The lines of the records that include "trace" should all be copied.

*** Exercise inputs ***

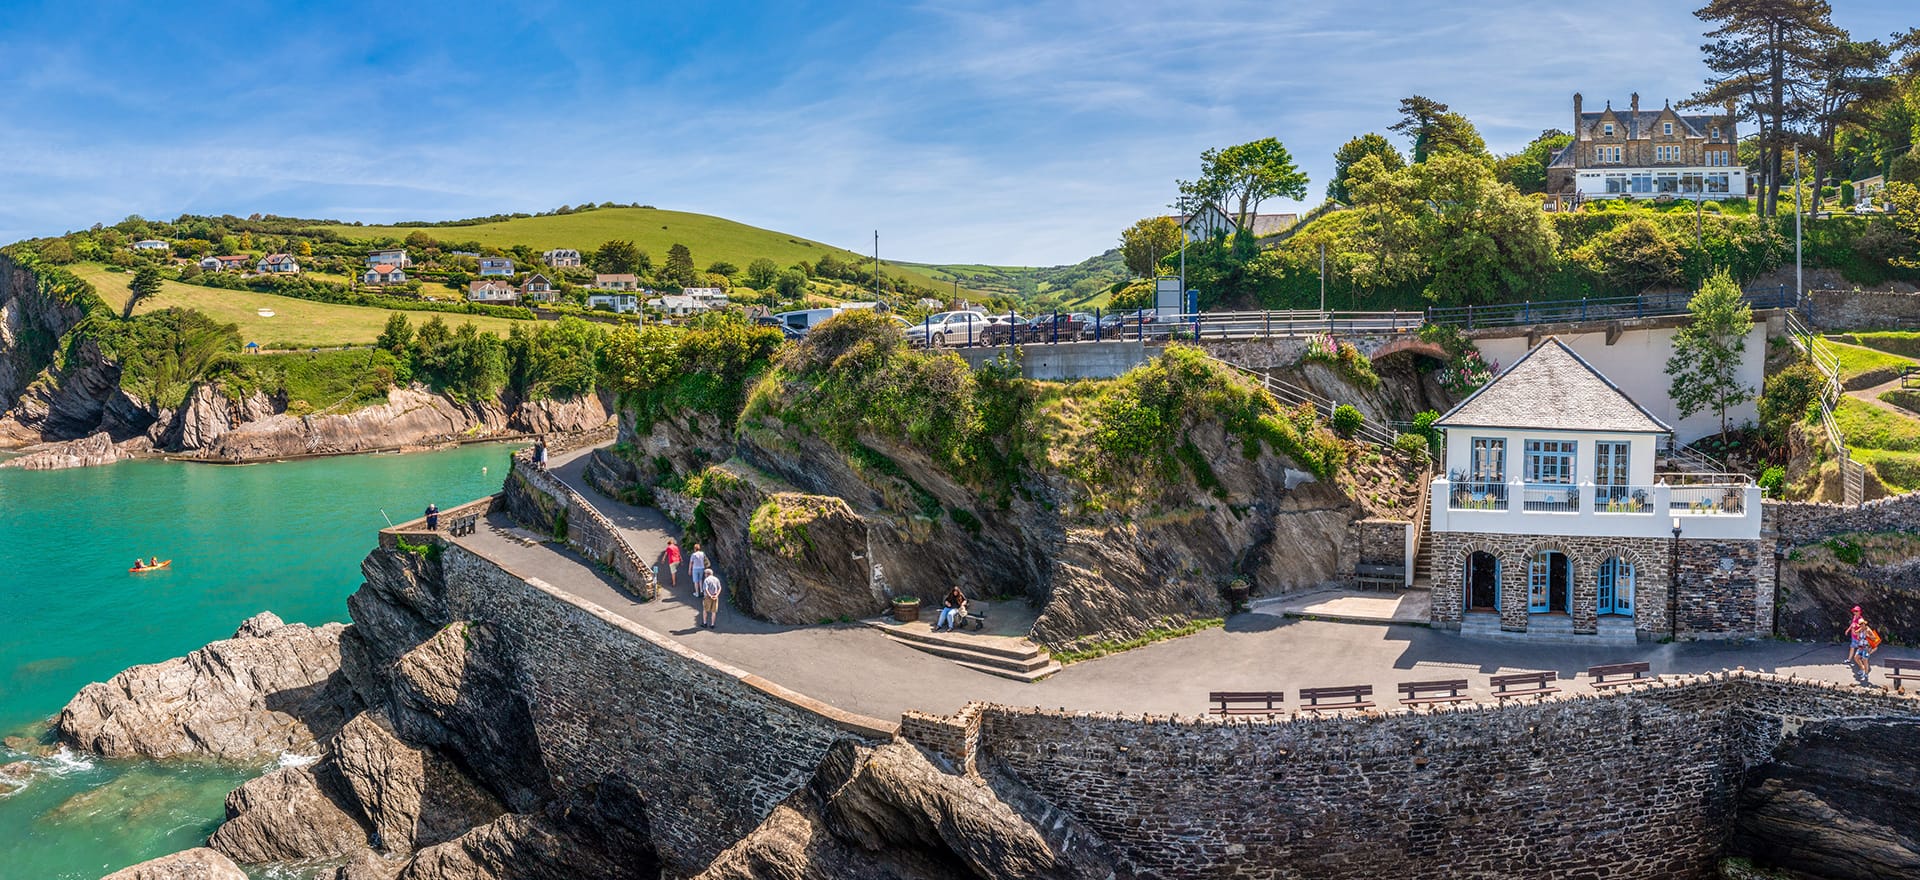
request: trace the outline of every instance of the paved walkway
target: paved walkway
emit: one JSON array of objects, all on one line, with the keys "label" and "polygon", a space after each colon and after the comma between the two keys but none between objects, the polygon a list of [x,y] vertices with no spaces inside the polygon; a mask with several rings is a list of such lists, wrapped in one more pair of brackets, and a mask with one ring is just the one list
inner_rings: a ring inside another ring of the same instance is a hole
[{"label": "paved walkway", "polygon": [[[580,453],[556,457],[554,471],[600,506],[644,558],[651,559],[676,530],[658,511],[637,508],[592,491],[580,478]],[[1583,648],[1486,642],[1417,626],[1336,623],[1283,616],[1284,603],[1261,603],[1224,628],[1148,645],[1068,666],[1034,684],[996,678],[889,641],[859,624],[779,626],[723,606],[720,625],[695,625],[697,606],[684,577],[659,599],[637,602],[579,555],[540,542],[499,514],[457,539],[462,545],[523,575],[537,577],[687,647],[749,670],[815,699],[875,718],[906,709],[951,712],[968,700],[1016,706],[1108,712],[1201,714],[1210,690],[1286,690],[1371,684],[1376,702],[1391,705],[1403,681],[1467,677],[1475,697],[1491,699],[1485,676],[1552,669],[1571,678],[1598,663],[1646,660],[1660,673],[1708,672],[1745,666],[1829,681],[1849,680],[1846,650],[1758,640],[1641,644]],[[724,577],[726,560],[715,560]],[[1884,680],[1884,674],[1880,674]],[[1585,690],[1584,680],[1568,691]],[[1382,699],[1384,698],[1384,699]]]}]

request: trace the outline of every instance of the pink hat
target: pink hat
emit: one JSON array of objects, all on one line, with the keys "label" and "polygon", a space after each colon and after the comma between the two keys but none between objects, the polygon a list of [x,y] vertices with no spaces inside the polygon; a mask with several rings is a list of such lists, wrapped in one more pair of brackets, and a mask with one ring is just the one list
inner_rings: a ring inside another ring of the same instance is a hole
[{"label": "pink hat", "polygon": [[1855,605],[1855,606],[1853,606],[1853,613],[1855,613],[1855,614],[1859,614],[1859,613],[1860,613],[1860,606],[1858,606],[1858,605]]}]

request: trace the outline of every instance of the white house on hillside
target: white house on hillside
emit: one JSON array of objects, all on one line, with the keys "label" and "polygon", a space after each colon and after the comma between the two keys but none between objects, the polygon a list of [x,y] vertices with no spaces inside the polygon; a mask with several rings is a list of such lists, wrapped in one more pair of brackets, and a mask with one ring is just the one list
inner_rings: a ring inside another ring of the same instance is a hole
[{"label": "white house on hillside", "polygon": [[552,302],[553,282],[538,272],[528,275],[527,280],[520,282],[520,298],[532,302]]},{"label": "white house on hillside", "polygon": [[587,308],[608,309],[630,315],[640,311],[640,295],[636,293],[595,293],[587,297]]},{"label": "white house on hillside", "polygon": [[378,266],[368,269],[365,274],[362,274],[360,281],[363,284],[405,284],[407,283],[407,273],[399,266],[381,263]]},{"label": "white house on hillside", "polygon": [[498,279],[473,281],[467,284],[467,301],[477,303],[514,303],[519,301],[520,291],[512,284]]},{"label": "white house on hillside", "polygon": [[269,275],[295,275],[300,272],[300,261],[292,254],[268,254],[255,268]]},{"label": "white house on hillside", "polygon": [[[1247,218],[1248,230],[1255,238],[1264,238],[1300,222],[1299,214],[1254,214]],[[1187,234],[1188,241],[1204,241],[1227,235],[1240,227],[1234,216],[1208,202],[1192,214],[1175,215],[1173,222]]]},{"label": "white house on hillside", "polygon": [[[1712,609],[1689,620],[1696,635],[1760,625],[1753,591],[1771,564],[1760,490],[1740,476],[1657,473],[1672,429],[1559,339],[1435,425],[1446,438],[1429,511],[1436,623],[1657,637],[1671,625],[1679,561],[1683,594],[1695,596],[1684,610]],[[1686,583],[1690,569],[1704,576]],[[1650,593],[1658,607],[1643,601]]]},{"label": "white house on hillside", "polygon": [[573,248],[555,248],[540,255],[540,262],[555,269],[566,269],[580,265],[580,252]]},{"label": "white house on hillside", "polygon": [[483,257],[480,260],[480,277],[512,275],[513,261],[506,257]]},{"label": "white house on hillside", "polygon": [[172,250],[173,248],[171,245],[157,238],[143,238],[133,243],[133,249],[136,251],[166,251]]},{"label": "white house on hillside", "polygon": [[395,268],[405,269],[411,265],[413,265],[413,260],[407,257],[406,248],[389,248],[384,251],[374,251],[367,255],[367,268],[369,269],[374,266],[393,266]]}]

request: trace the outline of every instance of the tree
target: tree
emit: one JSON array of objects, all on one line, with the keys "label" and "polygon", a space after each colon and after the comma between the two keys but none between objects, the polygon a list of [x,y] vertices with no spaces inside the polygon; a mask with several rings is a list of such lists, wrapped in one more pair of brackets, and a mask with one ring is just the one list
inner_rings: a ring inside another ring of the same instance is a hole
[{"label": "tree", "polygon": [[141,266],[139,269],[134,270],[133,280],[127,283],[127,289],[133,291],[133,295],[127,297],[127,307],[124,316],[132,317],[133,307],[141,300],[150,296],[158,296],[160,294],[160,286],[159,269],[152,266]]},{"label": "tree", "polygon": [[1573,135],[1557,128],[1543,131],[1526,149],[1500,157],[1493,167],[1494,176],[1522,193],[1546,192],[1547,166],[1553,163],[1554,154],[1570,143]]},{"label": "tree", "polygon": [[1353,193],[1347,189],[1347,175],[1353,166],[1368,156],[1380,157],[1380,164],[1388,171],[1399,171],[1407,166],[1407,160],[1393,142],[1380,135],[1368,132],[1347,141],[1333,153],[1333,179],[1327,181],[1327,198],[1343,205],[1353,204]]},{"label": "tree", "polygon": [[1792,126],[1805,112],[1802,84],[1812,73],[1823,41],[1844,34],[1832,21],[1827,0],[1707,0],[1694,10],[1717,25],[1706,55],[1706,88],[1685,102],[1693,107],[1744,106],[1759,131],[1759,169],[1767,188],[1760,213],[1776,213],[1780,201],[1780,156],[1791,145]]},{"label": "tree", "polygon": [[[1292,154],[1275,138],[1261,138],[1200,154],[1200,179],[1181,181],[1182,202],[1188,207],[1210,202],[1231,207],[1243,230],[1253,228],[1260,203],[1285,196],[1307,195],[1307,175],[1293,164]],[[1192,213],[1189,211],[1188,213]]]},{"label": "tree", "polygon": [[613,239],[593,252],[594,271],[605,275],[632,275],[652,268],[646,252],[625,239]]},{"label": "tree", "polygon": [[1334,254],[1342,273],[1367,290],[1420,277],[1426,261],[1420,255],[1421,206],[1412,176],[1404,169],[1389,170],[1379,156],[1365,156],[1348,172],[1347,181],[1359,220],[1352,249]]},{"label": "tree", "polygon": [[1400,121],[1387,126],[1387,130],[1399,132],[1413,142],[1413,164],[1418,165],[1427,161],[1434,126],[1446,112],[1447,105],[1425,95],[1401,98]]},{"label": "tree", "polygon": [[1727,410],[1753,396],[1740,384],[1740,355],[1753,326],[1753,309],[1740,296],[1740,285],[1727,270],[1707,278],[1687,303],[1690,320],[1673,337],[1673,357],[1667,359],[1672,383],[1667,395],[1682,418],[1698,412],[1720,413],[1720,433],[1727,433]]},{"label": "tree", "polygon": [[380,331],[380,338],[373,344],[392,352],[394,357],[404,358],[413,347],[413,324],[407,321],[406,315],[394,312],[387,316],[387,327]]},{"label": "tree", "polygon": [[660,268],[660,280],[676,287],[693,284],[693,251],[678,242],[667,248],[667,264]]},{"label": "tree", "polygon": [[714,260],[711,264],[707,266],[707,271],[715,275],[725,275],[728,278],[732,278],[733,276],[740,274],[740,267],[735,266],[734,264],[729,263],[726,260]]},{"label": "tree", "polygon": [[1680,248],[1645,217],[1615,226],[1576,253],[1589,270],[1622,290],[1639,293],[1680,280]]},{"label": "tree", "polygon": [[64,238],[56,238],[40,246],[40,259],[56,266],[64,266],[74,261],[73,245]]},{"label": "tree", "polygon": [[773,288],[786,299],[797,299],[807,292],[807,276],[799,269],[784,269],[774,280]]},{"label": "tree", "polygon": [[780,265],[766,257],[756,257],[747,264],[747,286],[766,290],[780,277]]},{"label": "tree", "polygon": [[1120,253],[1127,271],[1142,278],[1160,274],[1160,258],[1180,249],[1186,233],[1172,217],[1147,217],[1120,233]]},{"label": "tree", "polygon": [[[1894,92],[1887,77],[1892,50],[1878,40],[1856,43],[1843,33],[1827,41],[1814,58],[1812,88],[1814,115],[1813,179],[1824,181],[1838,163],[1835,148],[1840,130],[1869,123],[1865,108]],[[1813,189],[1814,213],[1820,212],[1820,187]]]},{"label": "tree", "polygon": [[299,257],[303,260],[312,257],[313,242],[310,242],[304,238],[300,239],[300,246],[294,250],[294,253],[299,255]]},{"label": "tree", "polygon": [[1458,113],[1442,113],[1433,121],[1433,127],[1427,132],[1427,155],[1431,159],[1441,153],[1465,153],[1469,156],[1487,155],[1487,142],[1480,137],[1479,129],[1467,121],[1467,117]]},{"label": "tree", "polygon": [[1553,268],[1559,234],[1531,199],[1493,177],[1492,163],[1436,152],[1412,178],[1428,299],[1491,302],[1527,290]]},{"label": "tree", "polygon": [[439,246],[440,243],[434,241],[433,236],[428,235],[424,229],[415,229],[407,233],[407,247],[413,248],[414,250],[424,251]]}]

*** End of Exercise inputs ***
*** Exercise inputs ***

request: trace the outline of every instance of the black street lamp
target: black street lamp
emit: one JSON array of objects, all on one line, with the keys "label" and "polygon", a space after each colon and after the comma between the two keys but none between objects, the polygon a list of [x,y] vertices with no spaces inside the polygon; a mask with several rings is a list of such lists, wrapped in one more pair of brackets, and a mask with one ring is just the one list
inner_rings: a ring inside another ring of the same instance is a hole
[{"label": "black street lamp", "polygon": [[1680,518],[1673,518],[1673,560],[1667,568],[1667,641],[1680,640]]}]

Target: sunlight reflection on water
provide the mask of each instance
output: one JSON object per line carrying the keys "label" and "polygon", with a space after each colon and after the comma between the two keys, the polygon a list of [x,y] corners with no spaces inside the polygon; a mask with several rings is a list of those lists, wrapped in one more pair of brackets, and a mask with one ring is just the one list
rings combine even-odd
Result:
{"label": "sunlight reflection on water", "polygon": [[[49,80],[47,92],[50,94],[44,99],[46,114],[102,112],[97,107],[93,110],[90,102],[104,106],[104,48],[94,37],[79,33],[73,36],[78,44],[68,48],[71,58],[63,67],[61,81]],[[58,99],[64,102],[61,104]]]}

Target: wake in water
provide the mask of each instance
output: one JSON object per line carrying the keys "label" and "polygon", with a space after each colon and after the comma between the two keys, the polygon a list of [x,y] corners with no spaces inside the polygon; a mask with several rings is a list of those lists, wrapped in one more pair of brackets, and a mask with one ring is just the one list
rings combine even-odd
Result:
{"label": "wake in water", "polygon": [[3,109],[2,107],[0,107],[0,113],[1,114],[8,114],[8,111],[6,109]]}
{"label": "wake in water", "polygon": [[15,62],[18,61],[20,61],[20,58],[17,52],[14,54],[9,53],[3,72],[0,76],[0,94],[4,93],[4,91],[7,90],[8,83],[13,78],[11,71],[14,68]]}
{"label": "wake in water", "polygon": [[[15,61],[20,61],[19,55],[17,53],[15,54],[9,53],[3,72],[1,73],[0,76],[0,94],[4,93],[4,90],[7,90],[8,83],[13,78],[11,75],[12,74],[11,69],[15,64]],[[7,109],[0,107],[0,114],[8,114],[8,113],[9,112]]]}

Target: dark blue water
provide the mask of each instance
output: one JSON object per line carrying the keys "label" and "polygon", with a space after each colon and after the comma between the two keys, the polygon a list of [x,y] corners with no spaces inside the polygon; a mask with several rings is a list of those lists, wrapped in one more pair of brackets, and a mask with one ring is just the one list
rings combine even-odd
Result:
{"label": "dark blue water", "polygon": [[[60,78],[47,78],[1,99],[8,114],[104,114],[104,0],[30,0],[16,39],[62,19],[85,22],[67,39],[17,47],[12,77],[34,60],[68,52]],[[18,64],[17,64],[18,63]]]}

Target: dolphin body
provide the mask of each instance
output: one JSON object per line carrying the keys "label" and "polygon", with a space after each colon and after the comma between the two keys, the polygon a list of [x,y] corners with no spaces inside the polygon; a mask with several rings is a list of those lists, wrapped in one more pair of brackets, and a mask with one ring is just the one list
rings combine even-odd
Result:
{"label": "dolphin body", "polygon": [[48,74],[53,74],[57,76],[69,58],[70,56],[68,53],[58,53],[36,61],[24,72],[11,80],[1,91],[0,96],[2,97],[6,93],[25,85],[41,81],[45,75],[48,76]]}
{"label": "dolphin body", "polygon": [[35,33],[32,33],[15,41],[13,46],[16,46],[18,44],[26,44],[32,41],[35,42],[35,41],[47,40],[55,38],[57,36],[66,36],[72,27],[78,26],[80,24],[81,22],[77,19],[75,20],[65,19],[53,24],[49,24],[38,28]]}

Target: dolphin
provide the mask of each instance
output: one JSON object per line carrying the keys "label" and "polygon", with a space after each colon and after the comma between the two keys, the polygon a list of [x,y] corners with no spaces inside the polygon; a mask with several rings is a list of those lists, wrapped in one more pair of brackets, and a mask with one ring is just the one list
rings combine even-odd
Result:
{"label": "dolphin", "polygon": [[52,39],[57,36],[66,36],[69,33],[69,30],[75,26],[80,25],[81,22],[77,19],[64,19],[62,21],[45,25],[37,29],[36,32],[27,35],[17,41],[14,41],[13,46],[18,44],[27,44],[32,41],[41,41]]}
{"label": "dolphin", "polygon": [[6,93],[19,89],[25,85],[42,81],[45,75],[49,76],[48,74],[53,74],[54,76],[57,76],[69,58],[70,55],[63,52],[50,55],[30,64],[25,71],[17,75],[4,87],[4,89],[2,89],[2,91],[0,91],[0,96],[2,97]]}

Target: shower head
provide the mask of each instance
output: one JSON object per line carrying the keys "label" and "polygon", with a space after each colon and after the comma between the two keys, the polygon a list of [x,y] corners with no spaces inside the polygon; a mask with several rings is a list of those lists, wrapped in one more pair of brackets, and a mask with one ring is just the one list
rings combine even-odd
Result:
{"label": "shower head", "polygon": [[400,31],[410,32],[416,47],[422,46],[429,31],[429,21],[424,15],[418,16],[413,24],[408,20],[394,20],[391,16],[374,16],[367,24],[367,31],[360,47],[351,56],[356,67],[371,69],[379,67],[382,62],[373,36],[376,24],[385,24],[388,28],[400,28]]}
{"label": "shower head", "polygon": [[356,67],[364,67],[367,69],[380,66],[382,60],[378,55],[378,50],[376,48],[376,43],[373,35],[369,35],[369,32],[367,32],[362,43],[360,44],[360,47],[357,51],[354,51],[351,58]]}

*** End of Exercise inputs ***

Problem solution:
request: trace the outline of every instance of the paved walkway
request: trace the outline of every instance of the pink hat
request: trace the outline of every instance of the white house on hillside
request: trace the outline of every instance of the tree
request: trace the outline of every instance of the black street lamp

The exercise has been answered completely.